Search the records for lines that contain the word "beach". Copy them all.

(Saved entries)
>>>>
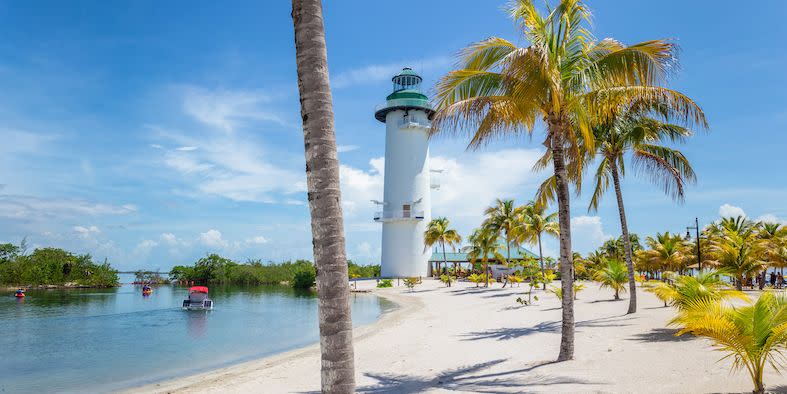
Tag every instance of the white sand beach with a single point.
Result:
(467, 339)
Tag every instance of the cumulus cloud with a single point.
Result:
(144, 247)
(86, 232)
(32, 208)
(228, 109)
(212, 238)
(728, 210)
(346, 148)
(587, 233)
(258, 240)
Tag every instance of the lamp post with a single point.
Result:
(688, 237)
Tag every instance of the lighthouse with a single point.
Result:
(406, 206)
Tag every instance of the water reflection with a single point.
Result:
(93, 339)
(197, 323)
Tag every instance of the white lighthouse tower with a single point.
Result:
(406, 205)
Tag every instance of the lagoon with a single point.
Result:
(111, 339)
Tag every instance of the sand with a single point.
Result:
(467, 339)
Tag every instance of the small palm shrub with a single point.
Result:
(479, 279)
(447, 279)
(614, 276)
(412, 282)
(753, 336)
(558, 291)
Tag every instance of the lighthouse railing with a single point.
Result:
(393, 215)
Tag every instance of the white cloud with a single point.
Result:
(37, 208)
(86, 232)
(587, 233)
(728, 210)
(143, 248)
(213, 239)
(374, 73)
(258, 240)
(228, 109)
(346, 148)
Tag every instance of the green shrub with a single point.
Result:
(383, 283)
(304, 279)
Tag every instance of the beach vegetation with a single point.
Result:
(753, 336)
(54, 267)
(438, 232)
(411, 282)
(385, 283)
(566, 80)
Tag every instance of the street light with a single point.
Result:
(688, 237)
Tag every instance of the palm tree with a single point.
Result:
(564, 78)
(685, 290)
(754, 335)
(483, 243)
(534, 224)
(771, 244)
(613, 276)
(437, 231)
(642, 137)
(666, 252)
(503, 218)
(733, 248)
(322, 177)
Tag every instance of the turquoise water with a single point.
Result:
(110, 339)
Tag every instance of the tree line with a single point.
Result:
(52, 266)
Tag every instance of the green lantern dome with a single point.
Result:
(406, 95)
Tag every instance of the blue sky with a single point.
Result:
(151, 133)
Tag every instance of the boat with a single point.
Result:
(198, 299)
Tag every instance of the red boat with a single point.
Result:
(198, 299)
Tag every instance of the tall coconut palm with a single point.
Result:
(666, 252)
(564, 78)
(484, 243)
(642, 138)
(754, 336)
(322, 178)
(503, 218)
(437, 231)
(534, 224)
(733, 247)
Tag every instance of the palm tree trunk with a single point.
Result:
(541, 257)
(626, 241)
(322, 177)
(566, 264)
(486, 273)
(445, 261)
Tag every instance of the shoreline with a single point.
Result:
(195, 382)
(473, 339)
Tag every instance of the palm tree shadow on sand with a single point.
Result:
(467, 379)
(507, 333)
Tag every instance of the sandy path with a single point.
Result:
(463, 339)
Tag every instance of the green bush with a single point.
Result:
(304, 279)
(53, 266)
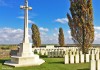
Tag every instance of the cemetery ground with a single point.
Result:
(50, 64)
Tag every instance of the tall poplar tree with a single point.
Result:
(81, 23)
(61, 37)
(36, 35)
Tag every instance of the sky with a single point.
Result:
(48, 15)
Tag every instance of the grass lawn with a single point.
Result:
(50, 64)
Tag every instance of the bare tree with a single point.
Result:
(81, 23)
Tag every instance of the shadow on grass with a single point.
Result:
(84, 69)
(3, 60)
(56, 62)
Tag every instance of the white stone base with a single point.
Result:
(25, 57)
(17, 61)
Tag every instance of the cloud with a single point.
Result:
(20, 17)
(10, 35)
(29, 21)
(43, 29)
(62, 20)
(15, 36)
(3, 3)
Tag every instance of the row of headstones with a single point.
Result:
(50, 52)
(55, 52)
(80, 58)
(95, 64)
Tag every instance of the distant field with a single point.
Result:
(50, 64)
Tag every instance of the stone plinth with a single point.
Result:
(25, 57)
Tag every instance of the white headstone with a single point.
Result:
(98, 64)
(92, 65)
(82, 58)
(66, 59)
(77, 58)
(92, 56)
(71, 58)
(97, 56)
(87, 57)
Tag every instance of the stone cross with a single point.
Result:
(26, 8)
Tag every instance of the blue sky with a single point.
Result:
(48, 15)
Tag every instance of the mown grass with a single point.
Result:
(50, 64)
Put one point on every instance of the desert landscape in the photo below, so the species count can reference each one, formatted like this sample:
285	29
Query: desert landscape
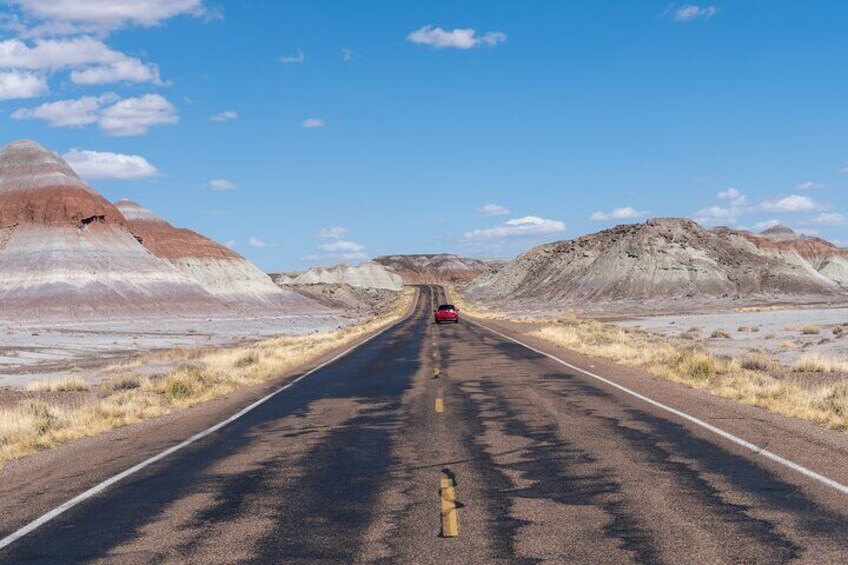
97	293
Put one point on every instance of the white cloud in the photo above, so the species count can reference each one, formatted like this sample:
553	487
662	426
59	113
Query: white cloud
114	116
96	165
297	57
528	225
717	215
102	16
457	39
67	113
342	250
494	210
312	123
127	70
691	12
625	213
808	185
831	219
134	116
21	84
220	185
260	244
341	246
92	61
735	197
793	203
335	232
57	54
225	116
764	225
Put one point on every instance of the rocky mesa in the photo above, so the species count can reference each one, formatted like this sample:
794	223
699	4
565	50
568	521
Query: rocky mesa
220	271
434	268
66	252
658	264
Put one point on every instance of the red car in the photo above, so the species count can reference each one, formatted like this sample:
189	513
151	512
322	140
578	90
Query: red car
447	313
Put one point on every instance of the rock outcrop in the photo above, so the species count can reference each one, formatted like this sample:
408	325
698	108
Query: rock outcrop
221	271
434	269
67	253
655	264
365	275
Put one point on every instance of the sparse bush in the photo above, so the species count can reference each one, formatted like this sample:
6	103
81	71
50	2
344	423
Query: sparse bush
246	360
65	384
757	361
816	363
121	381
837	399
691	334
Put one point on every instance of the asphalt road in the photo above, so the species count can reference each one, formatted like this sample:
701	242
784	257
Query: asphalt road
346	466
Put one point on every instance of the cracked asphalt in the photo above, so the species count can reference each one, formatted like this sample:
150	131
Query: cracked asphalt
549	464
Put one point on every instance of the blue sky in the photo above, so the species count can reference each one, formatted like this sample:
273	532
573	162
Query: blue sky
314	132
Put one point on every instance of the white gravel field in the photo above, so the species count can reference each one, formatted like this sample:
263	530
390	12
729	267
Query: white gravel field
777	332
35	351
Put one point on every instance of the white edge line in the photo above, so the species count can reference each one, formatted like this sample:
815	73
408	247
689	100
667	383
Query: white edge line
718	431
97	489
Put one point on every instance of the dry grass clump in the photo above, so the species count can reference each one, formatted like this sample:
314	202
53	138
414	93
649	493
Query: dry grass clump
65	384
692	334
758	361
816	363
121	381
198	376
746	379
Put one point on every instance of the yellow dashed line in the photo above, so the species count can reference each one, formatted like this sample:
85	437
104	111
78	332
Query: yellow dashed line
450	522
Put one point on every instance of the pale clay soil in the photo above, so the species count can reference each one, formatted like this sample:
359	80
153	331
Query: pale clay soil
778	333
35	351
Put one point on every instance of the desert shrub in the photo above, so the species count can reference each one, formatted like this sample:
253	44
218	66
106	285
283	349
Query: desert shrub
758	362
246	360
121	381
836	401
817	363
691	334
65	384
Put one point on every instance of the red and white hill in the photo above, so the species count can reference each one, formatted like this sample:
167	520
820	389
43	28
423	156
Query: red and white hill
219	270
67	253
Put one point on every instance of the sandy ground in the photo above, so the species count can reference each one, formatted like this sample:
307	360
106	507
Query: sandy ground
49	351
775	332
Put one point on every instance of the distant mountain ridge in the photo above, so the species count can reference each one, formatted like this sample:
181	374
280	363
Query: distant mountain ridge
434	268
664	260
366	275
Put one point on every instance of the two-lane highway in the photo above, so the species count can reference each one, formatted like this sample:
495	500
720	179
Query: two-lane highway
348	465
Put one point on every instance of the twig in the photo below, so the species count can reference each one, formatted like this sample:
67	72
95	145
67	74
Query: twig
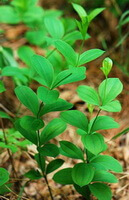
8	150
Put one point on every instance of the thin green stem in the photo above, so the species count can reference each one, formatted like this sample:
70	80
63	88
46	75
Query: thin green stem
8	150
80	51
95	119
51	53
40	158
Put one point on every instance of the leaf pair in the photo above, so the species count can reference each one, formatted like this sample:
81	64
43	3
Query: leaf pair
72	58
108	90
45	70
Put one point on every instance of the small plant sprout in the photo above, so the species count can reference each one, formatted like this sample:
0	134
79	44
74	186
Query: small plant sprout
106	66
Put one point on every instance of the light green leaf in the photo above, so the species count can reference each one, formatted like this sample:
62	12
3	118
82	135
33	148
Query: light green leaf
64	176
2	88
49	150
14	72
41	161
90	55
25	53
54	27
53	165
71	150
4	115
101	191
67	51
59	105
33	174
113	106
4	176
104	176
107	163
28	98
29	135
80	10
44	68
75	118
109	89
82	174
94	13
71	75
47	96
93	143
8	15
84	191
53	128
102	123
29	122
88	94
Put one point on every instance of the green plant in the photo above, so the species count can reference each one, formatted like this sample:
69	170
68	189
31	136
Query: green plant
46	99
89	175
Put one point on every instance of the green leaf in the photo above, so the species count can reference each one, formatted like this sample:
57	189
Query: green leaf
102	123
53	165
47	96
33	174
107	163
82	174
109	89
104	176
101	191
59	105
69	76
125	131
36	37
8	15
44	68
90	55
75	118
2	88
71	150
73	36
88	94
41	161
29	135
113	106
4	115
81	132
64	176
27	122
4	176
93	143
84	191
67	52
28	98
94	13
25	53
49	150
54	27
14	72
5	188
53	128
80	10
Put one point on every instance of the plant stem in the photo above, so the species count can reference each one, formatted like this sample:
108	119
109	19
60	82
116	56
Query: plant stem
80	50
50	53
40	159
44	175
8	150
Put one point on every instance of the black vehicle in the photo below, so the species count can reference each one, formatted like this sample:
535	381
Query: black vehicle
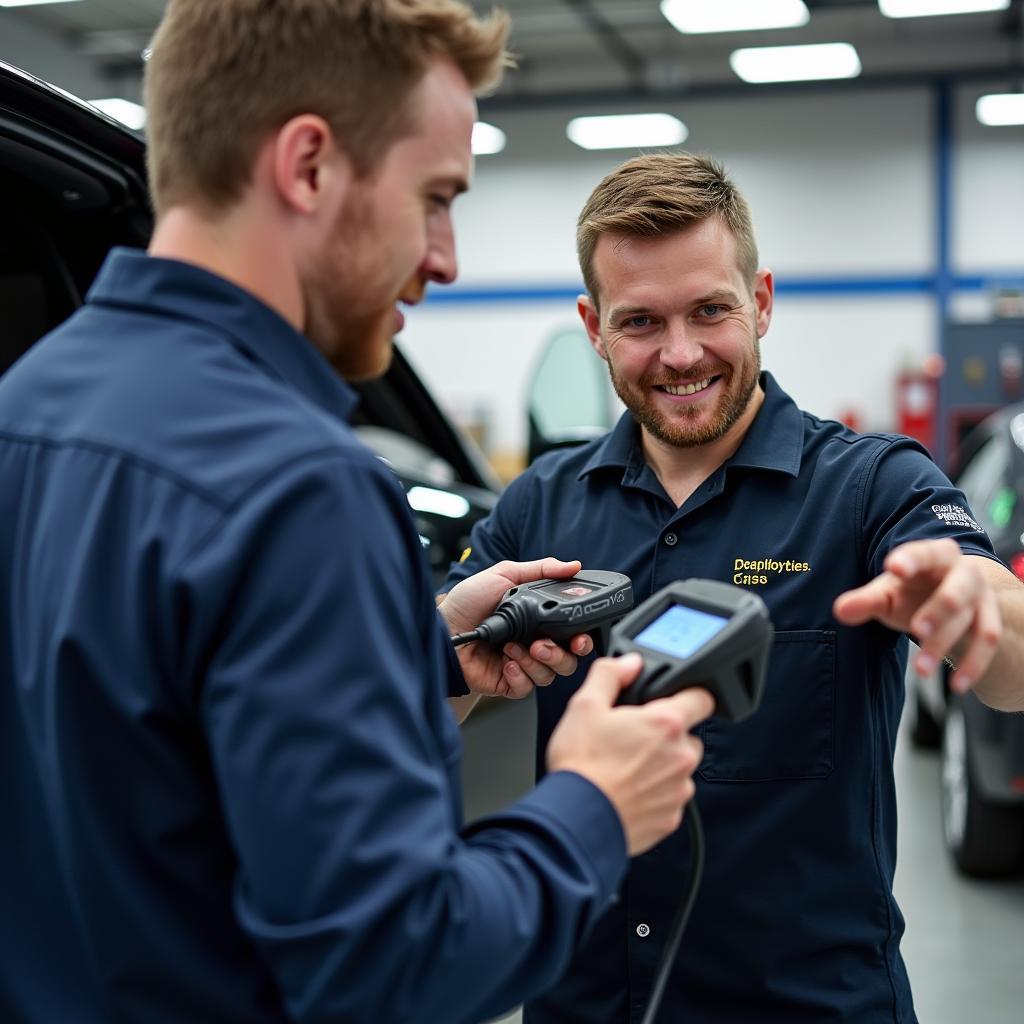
<<<<
▶ [Exercise response]
Tag every instance of the white sand beach with a single point.
Tag every instance of the beach vegetation with a single point.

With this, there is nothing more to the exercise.